- [What you are asked to do]
Count the lines in the material below that contain the string "blue", and reply with that number alone.

- [Exercise material]
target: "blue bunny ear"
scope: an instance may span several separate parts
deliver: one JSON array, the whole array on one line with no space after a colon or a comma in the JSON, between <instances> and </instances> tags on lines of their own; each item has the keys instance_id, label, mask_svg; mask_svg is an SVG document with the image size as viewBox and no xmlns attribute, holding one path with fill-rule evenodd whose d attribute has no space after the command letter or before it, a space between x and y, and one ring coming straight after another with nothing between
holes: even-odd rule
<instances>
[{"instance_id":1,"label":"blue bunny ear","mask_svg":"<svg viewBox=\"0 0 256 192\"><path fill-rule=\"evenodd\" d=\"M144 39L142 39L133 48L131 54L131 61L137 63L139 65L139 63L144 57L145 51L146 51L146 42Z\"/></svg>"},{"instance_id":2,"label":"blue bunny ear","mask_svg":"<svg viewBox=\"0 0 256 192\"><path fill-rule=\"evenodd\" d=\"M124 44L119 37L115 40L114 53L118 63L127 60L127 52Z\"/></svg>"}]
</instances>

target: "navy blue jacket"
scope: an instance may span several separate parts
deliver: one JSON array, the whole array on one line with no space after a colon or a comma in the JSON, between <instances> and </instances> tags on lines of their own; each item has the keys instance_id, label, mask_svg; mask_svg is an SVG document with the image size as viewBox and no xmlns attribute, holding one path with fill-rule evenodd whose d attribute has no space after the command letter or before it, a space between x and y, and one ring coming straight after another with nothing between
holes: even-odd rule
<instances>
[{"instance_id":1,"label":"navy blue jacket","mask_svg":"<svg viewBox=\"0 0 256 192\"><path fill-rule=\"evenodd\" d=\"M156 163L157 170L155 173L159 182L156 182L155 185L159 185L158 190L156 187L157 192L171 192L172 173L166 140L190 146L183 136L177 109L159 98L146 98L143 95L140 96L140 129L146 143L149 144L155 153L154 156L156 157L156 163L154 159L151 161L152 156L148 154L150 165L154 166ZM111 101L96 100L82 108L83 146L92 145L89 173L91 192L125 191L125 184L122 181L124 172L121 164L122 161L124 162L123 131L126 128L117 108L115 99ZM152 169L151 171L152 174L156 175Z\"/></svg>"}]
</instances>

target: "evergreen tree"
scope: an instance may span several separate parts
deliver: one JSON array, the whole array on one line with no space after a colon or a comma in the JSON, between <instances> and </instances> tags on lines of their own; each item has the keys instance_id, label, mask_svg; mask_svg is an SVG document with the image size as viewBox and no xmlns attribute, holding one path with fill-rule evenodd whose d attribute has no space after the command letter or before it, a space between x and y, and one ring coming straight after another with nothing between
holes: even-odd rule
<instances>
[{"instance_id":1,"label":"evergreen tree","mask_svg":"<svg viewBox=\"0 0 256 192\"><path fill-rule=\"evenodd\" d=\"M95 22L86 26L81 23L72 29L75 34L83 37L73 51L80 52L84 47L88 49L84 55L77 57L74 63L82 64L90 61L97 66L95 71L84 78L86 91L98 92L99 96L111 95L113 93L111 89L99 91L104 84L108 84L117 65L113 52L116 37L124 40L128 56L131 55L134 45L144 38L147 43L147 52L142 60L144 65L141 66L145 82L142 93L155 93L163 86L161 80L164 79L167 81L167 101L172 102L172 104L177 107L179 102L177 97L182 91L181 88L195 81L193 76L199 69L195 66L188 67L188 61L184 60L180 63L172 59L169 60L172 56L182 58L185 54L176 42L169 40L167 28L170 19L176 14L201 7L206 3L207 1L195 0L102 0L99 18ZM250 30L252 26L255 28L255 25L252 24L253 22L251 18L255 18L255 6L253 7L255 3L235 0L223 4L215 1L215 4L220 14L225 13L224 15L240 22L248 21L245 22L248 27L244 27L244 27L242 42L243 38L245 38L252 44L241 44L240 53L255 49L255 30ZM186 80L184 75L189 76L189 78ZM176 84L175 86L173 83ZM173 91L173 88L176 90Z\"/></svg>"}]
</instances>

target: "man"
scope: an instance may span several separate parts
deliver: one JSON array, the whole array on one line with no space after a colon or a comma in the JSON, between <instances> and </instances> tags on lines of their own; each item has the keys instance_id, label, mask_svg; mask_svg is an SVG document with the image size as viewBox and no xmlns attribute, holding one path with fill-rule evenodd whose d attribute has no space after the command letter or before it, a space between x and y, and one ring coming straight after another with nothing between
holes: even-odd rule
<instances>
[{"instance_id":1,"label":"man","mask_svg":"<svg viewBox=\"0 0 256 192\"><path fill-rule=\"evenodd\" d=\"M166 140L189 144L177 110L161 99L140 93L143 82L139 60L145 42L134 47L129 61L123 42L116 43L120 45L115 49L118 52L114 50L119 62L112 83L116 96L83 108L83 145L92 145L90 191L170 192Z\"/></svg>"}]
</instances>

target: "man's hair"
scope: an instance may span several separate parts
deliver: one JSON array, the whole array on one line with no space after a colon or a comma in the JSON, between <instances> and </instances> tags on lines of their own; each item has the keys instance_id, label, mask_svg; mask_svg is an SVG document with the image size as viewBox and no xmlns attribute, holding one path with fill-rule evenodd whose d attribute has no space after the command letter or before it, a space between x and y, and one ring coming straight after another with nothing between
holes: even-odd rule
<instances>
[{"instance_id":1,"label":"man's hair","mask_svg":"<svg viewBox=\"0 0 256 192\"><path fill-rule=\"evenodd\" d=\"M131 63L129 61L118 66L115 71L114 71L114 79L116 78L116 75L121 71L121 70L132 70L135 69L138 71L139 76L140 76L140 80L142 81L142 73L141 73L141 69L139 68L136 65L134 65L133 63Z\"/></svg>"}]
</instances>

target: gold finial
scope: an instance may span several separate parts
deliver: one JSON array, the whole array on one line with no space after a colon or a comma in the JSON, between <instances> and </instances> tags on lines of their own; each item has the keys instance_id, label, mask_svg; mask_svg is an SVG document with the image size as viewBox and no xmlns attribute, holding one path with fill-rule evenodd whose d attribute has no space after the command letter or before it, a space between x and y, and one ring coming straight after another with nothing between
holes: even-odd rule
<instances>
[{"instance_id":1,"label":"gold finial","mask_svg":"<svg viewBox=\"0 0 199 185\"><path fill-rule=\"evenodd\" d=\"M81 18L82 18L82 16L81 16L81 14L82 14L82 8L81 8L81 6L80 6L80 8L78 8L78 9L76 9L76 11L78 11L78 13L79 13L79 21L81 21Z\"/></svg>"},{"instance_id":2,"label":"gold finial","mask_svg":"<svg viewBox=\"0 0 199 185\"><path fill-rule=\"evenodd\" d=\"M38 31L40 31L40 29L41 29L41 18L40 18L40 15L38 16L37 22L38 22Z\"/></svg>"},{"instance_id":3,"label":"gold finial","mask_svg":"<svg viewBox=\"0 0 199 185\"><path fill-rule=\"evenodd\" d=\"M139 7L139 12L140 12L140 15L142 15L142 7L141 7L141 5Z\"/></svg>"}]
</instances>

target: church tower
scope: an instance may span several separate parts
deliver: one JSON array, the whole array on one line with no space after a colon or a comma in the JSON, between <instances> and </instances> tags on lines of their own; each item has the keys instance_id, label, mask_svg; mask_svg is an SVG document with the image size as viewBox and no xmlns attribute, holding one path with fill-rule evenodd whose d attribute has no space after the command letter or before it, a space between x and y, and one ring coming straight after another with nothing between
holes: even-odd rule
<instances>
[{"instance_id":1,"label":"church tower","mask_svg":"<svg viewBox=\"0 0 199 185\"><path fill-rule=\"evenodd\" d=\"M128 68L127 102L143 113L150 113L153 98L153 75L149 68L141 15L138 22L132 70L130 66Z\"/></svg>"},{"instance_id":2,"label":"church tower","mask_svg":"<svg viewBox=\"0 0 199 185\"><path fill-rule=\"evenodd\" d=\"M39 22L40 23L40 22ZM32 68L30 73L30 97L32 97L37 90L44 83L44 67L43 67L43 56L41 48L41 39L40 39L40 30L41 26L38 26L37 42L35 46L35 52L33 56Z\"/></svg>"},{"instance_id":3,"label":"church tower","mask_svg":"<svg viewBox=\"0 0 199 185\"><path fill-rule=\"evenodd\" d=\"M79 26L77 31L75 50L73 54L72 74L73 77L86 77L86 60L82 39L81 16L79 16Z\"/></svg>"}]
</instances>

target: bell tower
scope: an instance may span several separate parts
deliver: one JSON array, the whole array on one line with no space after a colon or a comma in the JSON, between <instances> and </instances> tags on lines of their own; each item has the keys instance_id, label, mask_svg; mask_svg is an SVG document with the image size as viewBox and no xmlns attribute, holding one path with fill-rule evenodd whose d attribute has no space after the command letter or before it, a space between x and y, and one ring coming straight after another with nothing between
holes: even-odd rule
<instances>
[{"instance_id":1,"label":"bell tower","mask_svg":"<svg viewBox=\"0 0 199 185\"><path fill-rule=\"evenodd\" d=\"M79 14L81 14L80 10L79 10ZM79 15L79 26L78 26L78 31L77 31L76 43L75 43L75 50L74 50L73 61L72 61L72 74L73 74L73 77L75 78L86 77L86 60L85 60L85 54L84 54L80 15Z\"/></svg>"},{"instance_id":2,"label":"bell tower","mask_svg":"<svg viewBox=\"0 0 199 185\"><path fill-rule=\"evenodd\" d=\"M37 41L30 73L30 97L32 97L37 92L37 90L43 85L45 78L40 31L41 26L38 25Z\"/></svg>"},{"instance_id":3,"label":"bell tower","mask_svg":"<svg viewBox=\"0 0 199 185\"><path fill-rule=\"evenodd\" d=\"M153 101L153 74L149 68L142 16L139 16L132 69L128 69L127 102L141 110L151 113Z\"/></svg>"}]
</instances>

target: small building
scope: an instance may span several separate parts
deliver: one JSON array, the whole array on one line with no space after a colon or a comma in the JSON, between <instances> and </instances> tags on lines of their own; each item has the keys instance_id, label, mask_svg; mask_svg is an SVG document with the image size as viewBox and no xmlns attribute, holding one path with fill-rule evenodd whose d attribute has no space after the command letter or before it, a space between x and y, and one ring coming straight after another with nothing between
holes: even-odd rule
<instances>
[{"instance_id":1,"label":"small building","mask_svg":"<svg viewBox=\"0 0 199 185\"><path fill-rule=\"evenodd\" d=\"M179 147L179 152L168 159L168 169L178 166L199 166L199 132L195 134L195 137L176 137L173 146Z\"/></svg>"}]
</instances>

- [Final result]
4